(Stored records)
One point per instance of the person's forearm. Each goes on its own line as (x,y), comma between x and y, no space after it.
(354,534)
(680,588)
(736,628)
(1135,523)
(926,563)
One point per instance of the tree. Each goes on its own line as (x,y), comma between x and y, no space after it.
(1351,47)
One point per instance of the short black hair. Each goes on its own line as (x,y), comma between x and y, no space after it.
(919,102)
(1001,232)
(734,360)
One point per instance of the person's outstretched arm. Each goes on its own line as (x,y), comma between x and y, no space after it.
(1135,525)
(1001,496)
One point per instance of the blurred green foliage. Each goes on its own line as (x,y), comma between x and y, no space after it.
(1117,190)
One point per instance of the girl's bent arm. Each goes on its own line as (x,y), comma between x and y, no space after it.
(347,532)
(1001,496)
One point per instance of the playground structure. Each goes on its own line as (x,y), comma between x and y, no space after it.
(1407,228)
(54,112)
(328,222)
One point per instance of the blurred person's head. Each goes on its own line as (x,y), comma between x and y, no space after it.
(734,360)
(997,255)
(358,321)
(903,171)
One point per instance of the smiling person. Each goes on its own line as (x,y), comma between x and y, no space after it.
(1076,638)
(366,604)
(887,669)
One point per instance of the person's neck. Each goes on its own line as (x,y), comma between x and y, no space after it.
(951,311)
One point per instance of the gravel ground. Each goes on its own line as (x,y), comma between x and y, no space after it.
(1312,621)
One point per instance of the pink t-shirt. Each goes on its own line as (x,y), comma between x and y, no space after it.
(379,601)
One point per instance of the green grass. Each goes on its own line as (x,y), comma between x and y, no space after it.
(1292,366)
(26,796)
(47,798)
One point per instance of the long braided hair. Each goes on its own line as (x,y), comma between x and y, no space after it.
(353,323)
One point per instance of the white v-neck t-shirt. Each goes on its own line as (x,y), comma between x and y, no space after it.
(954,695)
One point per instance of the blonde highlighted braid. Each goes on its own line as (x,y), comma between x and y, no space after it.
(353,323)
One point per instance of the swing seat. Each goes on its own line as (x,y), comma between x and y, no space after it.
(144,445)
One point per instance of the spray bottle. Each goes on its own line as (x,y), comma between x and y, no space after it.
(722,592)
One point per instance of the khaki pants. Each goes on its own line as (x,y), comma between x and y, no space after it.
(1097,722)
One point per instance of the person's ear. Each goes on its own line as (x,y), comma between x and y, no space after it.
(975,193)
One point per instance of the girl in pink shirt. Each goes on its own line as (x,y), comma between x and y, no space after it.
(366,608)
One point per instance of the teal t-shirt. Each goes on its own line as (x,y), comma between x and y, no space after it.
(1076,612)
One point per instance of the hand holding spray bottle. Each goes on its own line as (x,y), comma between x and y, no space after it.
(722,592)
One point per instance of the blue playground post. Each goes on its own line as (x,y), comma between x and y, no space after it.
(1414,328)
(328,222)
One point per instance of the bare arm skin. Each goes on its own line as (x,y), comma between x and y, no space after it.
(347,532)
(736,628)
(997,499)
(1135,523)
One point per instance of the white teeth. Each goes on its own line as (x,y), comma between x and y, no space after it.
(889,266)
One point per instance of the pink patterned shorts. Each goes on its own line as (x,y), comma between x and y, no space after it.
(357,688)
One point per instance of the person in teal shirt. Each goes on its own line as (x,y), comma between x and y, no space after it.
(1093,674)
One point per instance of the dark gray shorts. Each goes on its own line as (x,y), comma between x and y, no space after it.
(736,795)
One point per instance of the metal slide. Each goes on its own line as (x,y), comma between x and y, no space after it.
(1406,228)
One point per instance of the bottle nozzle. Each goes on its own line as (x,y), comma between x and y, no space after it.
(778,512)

[Set exercise] Extract the data exactly as given.

[Solution]
One point per instance of the person's forearm. Each goes on its own line as (x,y), comma between x and y, no space after it.
(354,534)
(680,588)
(736,628)
(1135,523)
(926,563)
One point per instance of the tree. Each goes on its own line as (x,y), comma between x and y, no space after it.
(1351,47)
One point per instance of the short black hair. Each goes on its own line as (x,y), comma between x and y, no space after it.
(919,102)
(1001,232)
(734,360)
One point per instance of the person's outstretched arm. Each goes on its own line as (x,y), comma between x and y, no space after it.
(1135,525)
(1001,496)
One point per instance of the blurred green foliage. Each goes on its own line as (x,y), comma between x and y, no space after it.
(1117,190)
One point per instance of the girl's bent arm. Each goes on its own line as (x,y), comma between x and y, no space after it.
(347,532)
(1001,496)
One point per instance of the playground structure. Each goes on its own line as (x,y), comma between x and y, no space after it.
(1407,228)
(54,112)
(328,222)
One point per instance of the blurred person's head. Each goes on its own line as (x,y), comma between x and y, no space after it.
(734,360)
(997,255)
(358,321)
(903,171)
One point per instance of the smiling person. Each goes on its own line as (x,y), comma between x and y, no space after it.
(1076,638)
(366,604)
(887,669)
One point per instance of the person's neck. Each goes on its own line as (x,y), comma between x and y, no space after it.
(951,311)
One point per instance of the gravel ground. Each goes on its own line as (x,y), comma between x and y, no space after it.
(1312,621)
One point per instance of the pink t-shirt. Each goes on its own line as (x,y), comma between x and y, no space after it.
(379,601)
One point per instance of the green grass. Each goes on its own line as (x,y), comma between x and y, no space after it.
(1292,366)
(26,796)
(47,798)
One point per instance of the long braided hair. Each goes on its own line as (x,y), comma between x and y, no space after it.
(353,323)
One point per instance of the white v-neck t-shirt. Each goes on its own line as (x,y), comma between x and y, no space after it.
(954,695)
One point per instance of the blonde highlighted braid. Each goes on its own line as (x,y), comma between x and y, no space after it.
(353,323)
One point per instance of the swing seat. Each goes on its own line as (x,y), comma between x and y, no space after it.
(144,445)
One point per instance of the spray bottle. Each goes on its own line as (x,y), comma between x and y, no space after it.
(722,592)
One point per instance of the khaki pants. Each goes on its own line as (x,y), comma between x and y, no space after it.
(1097,722)
One point per instance of the person's ear. Each goes on its own line as (x,y), comma between x and y, no space after it.
(975,193)
One point per instance of the girl in pink shirt. Each goes on its own line as (x,y), comma between x and y, no space after it.
(366,608)
One point per instance of the teal t-shirt. Each goes on its own line as (x,y), comma between x and y, no space after it.
(1076,612)
One point per instance of the hand holding spray bottle. Each goes on its own line as (x,y), comma between x and y, no space after it.
(722,592)
One point per instance of the blue playground post. Each goes on its own line as (x,y), comma between x and y, no space after it.
(1414,328)
(328,222)
One point per instance of the bare arm skin. Each goes on its own line as (x,y), comma between x and y, no space after it.
(347,532)
(736,628)
(997,499)
(1135,523)
One point per instance of the white teeth. Each goes on its own line as (x,y), comma between x and y, no space after it.
(889,266)
One point per instance of the pink patterned shorts. Each goes on its own line as (x,y), comma between x and y, no space after it.
(357,688)
One point per instance of the person in teal shirt. Each goes on its own line as (x,y), comma between x and y, no space after it.
(1093,674)
One point per instance of the dark gray shorts. Each goes on its own line as (x,y), comma between x and y, no space after it.
(736,795)
One point per instance of the metal slide. Each goes on its own line as (x,y), comma between x and y, no space after it.
(1406,228)
One point per instance of the bottle nozzle. Each goes on its own line as (x,y), comma between x and y, no space after it.
(778,512)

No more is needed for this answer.